WHAT IS EXPECTED:
Identify and copy every line of the data below that contains the string "evenodd"; matching is case-sensitive.

RECORDED DATA:
○ ○ ○ ○ ○ ○ ○
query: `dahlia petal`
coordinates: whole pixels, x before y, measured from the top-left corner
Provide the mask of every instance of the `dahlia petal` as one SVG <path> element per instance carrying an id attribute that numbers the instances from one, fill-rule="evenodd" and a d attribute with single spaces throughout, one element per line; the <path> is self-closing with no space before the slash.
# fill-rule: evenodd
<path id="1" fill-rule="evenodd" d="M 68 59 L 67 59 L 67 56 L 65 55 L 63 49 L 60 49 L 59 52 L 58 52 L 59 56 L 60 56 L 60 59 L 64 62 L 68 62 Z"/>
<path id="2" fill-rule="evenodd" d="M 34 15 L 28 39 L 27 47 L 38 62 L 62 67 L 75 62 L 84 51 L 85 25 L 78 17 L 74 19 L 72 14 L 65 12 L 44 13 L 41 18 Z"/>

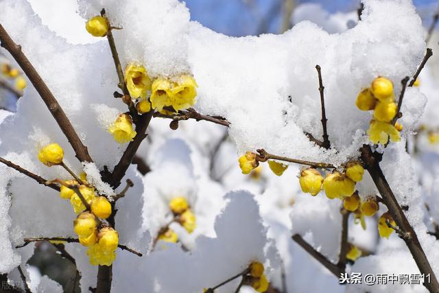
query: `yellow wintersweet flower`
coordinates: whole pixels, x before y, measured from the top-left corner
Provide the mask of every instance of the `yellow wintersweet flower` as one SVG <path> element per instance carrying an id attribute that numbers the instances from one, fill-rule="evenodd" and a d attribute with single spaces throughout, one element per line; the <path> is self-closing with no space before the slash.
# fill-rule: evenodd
○ ○ ○ ○ ○ ○ ○
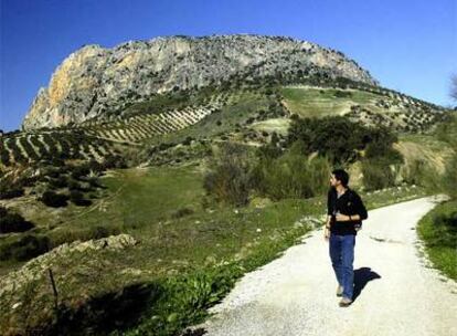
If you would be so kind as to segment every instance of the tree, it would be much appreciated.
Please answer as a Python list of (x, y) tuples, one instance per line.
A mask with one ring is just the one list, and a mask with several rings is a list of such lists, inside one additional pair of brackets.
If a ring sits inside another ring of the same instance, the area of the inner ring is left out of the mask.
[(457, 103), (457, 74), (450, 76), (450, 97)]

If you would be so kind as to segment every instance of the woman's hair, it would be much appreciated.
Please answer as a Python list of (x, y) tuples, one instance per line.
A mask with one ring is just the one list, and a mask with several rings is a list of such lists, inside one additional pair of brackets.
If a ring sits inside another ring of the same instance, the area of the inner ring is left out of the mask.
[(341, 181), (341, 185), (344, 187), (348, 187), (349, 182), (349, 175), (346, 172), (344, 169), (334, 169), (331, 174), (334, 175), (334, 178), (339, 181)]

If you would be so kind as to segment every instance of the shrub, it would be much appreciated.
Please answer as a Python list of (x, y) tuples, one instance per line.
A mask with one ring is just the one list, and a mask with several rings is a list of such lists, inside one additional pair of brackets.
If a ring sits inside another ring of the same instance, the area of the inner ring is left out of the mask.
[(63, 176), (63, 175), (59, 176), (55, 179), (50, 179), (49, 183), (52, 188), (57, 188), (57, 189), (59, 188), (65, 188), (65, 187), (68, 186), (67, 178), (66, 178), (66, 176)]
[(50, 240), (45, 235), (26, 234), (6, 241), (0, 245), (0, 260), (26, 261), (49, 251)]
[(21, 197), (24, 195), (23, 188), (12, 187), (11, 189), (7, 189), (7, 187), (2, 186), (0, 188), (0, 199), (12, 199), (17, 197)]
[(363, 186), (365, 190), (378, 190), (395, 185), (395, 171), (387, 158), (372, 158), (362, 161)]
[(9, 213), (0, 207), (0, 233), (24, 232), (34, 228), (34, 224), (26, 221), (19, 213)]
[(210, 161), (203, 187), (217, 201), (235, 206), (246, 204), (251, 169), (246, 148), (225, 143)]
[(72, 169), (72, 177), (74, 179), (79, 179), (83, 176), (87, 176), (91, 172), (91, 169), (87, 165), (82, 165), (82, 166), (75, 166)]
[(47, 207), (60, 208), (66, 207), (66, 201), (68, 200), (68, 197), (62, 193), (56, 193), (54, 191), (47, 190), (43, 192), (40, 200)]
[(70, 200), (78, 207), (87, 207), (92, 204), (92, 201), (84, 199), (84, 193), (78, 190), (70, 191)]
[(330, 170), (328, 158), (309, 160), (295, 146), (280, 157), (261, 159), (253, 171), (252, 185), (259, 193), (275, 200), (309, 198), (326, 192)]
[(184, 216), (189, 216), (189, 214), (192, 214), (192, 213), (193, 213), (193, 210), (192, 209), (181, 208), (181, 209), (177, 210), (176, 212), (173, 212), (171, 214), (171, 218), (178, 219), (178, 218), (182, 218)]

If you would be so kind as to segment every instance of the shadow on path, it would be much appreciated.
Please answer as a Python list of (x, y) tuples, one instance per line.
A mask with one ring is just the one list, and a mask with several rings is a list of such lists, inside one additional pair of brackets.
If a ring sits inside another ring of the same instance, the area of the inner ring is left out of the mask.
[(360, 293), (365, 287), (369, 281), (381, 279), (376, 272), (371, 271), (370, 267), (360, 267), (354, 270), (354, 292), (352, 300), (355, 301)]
○ ○ ○ ○ ○ ○ ○
PROBLEM SOLUTION:
Provide the mask of every instance of the `dahlia petal` as one SVG <path> element per instance carrying an id attribute that numbers the instances from one, fill-rule="evenodd" and a d attribute with single spaces throughout, one element per line; the <path> is self-closing with no space before the slash.
# fill-rule: evenodd
<path id="1" fill-rule="evenodd" d="M 68 59 L 67 59 L 67 56 L 65 55 L 63 49 L 60 49 L 59 52 L 58 52 L 59 56 L 60 56 L 60 59 L 64 62 L 68 62 Z"/>
<path id="2" fill-rule="evenodd" d="M 34 15 L 28 39 L 27 47 L 38 62 L 62 67 L 75 62 L 84 51 L 85 25 L 78 17 L 74 19 L 72 14 L 65 12 L 44 13 L 41 18 Z"/>
Provide the mask of every instance of the `yellow wintersweet flower` as one SVG <path> element per instance carrying an id attribute that numbers the instances from one, fill-rule="evenodd" and a d attribute with single spaces throughout, one element per line; the <path> is self-closing with no space before the slash.
# fill-rule: evenodd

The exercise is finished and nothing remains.